* Exercise task: Locate every line in the listing below that contains the word "black", and copy each such line.

* Material shown:
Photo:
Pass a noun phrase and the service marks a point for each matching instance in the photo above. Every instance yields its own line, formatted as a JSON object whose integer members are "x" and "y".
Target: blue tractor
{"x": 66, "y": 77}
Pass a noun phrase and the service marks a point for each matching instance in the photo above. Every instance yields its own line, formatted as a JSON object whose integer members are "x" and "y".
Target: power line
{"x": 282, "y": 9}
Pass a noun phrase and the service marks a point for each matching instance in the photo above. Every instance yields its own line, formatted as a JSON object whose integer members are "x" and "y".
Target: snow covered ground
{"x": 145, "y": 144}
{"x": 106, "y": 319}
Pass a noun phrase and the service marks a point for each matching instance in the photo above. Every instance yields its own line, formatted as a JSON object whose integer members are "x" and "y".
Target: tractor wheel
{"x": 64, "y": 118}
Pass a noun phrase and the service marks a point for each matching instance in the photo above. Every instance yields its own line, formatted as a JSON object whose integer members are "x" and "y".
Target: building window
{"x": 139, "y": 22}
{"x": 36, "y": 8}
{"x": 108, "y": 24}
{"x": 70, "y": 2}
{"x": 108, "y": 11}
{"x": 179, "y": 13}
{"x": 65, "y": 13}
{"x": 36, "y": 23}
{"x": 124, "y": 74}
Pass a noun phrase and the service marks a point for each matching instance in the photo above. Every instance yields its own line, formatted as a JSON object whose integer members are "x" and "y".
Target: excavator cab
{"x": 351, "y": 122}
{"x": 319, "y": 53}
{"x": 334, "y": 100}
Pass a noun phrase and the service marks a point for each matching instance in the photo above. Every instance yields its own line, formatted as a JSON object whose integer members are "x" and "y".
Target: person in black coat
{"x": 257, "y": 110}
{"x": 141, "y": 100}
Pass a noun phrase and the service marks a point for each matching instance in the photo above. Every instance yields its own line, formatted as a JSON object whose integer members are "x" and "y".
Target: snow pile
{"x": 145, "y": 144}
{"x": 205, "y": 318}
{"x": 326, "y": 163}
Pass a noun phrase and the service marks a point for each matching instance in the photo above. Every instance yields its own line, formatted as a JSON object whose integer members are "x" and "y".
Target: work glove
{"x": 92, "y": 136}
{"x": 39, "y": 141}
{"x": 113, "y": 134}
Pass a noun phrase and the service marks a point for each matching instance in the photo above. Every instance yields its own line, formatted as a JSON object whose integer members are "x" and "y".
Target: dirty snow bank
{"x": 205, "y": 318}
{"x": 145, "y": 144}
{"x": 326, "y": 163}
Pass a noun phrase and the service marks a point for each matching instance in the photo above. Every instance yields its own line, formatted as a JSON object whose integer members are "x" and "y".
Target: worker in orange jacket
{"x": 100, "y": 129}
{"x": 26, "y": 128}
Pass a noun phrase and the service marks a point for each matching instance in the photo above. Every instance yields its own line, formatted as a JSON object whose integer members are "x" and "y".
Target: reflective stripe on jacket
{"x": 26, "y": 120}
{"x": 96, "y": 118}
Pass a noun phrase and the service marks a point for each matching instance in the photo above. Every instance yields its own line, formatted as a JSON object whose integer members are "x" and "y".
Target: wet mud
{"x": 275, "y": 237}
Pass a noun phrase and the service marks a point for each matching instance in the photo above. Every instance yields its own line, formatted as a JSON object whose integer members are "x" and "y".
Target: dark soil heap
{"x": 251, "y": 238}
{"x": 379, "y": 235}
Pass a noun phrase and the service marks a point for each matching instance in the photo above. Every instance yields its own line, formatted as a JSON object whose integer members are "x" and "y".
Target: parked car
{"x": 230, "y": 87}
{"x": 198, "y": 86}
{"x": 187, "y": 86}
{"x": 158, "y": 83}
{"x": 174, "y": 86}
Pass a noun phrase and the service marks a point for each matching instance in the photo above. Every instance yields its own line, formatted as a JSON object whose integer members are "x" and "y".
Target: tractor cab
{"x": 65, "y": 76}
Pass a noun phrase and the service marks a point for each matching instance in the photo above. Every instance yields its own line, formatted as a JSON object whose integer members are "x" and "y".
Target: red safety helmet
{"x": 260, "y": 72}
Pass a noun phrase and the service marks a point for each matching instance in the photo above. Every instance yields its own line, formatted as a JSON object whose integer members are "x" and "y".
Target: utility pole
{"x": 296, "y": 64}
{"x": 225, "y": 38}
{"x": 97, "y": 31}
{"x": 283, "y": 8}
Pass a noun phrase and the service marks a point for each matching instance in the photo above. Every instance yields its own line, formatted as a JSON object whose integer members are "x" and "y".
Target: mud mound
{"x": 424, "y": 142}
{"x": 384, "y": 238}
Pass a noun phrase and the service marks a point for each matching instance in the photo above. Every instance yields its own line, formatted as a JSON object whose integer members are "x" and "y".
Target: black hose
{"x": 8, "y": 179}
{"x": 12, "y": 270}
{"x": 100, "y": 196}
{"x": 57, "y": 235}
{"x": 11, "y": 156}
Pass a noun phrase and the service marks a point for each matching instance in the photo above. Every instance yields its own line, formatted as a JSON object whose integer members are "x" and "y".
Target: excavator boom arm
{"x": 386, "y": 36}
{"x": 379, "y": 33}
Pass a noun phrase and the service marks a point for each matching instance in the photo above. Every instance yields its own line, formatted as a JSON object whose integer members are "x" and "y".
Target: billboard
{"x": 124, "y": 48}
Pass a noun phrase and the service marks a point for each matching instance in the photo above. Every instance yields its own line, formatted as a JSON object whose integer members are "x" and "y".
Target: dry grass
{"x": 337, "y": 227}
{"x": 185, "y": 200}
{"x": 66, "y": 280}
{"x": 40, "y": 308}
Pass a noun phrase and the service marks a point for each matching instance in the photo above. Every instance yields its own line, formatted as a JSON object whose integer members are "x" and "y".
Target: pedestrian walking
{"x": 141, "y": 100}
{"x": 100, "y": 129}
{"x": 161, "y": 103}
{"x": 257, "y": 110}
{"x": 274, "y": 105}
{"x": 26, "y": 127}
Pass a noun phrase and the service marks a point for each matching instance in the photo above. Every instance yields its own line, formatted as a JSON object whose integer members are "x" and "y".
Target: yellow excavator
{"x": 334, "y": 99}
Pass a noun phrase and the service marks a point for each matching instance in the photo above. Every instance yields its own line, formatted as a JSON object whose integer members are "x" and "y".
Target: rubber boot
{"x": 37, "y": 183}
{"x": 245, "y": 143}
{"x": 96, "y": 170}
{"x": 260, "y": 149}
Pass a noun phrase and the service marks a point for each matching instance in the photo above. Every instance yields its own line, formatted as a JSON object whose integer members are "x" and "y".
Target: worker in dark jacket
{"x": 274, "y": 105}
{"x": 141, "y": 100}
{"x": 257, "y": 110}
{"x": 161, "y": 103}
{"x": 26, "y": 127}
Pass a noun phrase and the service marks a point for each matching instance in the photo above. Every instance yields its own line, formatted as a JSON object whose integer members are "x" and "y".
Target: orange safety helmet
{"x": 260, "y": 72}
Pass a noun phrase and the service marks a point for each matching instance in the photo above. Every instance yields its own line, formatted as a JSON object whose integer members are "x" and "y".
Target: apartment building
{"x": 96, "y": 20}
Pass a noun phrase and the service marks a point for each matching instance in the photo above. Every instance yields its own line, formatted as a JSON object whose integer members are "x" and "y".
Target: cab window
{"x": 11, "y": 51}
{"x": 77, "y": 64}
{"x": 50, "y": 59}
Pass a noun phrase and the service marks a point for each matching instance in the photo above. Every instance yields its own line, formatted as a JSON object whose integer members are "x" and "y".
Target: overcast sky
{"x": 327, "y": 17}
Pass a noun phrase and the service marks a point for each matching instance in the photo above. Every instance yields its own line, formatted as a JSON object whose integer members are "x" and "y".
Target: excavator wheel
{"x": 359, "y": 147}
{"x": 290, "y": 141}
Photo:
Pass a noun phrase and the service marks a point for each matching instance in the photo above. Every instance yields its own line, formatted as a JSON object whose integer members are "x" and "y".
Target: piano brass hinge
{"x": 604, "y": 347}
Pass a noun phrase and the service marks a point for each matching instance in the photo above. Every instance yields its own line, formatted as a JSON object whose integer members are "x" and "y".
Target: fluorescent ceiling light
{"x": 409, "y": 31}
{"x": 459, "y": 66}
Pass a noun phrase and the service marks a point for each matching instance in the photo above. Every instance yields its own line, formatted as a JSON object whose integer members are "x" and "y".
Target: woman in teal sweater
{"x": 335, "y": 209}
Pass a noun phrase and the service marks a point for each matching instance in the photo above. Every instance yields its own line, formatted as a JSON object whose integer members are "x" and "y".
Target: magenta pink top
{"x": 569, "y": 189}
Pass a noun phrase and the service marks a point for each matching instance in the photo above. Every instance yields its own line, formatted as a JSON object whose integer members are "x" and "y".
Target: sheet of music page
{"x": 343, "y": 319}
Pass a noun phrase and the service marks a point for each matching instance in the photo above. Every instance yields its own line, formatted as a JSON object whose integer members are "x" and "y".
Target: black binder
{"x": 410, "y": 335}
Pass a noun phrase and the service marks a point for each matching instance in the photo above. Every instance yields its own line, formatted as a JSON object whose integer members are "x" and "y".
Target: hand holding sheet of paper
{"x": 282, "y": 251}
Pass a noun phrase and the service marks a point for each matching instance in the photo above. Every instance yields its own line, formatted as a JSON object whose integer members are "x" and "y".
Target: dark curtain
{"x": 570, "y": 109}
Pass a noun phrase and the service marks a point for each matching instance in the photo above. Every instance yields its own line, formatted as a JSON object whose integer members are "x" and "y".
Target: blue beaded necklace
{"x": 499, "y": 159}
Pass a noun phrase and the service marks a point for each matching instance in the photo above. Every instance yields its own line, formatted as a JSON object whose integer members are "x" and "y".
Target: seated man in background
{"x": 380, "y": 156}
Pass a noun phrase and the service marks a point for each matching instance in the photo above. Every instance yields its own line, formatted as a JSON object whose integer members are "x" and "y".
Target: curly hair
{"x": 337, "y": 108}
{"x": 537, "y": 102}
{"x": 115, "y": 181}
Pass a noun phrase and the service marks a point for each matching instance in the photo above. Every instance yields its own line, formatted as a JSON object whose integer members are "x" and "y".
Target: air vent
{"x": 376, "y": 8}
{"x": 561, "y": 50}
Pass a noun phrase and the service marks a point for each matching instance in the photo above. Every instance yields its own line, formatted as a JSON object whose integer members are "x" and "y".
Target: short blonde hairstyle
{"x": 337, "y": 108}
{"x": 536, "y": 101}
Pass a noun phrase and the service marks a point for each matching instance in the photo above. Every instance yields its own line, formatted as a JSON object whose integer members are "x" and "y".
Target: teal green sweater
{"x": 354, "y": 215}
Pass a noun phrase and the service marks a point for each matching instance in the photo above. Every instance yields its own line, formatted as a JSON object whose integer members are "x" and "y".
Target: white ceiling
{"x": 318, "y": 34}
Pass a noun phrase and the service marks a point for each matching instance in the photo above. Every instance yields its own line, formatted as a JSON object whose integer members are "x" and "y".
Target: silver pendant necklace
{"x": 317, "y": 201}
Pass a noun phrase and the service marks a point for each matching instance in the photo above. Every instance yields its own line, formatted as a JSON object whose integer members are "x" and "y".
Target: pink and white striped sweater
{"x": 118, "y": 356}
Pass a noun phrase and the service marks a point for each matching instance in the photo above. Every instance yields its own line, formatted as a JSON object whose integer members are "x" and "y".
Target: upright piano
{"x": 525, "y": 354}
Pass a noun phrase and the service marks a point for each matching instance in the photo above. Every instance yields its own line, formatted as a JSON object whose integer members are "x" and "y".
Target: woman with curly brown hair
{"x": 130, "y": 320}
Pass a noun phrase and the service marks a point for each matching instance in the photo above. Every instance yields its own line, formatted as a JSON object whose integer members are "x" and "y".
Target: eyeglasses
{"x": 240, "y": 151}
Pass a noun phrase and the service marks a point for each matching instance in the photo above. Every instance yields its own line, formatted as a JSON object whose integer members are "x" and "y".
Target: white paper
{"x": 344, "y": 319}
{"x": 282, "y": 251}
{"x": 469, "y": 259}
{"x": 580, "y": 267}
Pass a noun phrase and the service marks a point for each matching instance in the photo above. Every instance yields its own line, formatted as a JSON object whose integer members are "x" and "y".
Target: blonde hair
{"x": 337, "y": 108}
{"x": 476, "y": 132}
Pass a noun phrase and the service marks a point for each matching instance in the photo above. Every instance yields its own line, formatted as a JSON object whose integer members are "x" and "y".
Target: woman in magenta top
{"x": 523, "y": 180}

* Task answer:
Target: person in black coat
Target: black hose
Target: black binder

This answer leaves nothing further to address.